■ Work to complete: Tallying with case counted, how many lines of the listing below contain the string "instance"? Reply with the number alone.

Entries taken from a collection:
>>

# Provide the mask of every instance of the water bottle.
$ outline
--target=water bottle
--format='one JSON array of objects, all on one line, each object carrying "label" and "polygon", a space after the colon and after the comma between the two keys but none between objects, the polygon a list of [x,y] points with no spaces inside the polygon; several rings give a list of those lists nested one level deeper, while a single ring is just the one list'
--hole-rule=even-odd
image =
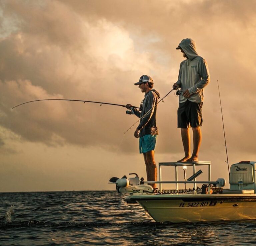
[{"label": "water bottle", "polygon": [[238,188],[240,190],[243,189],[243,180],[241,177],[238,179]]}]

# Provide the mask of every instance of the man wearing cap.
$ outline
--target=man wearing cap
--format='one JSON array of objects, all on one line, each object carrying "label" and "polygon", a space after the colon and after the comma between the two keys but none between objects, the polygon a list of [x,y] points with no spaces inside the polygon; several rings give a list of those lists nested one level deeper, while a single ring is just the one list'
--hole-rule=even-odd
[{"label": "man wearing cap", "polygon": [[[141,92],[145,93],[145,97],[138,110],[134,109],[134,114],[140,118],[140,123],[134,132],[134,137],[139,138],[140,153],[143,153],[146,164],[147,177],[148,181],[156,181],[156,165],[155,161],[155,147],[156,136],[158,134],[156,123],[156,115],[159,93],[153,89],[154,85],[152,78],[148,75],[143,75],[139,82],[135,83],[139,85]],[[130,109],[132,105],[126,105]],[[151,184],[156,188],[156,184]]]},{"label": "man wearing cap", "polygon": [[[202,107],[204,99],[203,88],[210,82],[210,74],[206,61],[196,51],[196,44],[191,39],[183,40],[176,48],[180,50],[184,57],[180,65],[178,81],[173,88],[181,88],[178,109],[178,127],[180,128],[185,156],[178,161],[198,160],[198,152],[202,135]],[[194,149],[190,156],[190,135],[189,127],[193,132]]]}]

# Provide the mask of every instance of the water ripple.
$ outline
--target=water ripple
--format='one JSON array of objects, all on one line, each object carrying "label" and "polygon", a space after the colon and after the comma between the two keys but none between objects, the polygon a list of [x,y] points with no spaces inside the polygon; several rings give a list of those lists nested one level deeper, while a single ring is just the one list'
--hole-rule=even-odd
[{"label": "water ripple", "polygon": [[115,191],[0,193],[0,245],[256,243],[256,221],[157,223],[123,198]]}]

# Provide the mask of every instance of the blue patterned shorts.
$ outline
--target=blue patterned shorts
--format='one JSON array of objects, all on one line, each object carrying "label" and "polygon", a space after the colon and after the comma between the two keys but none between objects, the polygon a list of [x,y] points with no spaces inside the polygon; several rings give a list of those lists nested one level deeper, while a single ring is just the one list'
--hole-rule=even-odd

<<
>>

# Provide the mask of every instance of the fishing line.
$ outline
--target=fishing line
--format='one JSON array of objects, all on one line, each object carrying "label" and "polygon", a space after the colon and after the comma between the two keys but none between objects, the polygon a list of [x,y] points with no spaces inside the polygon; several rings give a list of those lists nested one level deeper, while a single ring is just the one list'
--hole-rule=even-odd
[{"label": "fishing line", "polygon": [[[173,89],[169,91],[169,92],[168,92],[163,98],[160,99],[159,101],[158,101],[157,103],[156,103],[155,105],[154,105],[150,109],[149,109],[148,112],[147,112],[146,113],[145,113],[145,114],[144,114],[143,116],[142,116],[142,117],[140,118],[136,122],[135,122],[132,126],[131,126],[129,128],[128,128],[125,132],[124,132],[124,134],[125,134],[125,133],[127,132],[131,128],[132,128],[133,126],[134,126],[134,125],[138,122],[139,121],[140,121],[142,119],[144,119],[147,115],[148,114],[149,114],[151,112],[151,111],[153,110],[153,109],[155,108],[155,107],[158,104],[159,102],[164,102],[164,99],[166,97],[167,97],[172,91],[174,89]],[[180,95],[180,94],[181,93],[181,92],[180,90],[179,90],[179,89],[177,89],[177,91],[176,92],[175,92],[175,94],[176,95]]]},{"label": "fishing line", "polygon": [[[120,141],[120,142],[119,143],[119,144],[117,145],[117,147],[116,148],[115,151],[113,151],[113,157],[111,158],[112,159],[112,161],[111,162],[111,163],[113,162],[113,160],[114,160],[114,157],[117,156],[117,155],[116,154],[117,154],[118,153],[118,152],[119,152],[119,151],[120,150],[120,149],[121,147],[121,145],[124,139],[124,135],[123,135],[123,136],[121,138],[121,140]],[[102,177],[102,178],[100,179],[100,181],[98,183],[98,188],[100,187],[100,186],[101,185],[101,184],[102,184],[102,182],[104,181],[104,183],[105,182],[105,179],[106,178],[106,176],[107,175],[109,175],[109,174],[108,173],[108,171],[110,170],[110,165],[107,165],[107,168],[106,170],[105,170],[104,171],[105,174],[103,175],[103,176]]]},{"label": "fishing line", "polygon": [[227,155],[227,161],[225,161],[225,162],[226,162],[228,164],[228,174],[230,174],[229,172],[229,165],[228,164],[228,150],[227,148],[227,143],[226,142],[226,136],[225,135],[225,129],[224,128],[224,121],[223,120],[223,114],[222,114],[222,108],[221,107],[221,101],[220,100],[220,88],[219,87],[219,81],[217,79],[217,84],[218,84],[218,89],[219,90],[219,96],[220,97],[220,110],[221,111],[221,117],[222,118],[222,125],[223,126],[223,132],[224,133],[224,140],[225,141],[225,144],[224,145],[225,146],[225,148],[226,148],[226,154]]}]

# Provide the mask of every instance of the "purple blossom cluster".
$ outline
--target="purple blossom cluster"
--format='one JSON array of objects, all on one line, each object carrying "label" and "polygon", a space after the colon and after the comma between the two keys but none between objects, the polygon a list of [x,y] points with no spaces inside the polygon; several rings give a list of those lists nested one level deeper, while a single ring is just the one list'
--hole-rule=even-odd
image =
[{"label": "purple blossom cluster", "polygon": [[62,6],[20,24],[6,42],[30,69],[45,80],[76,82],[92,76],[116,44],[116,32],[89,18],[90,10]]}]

<<

■ Result for this exercise: 6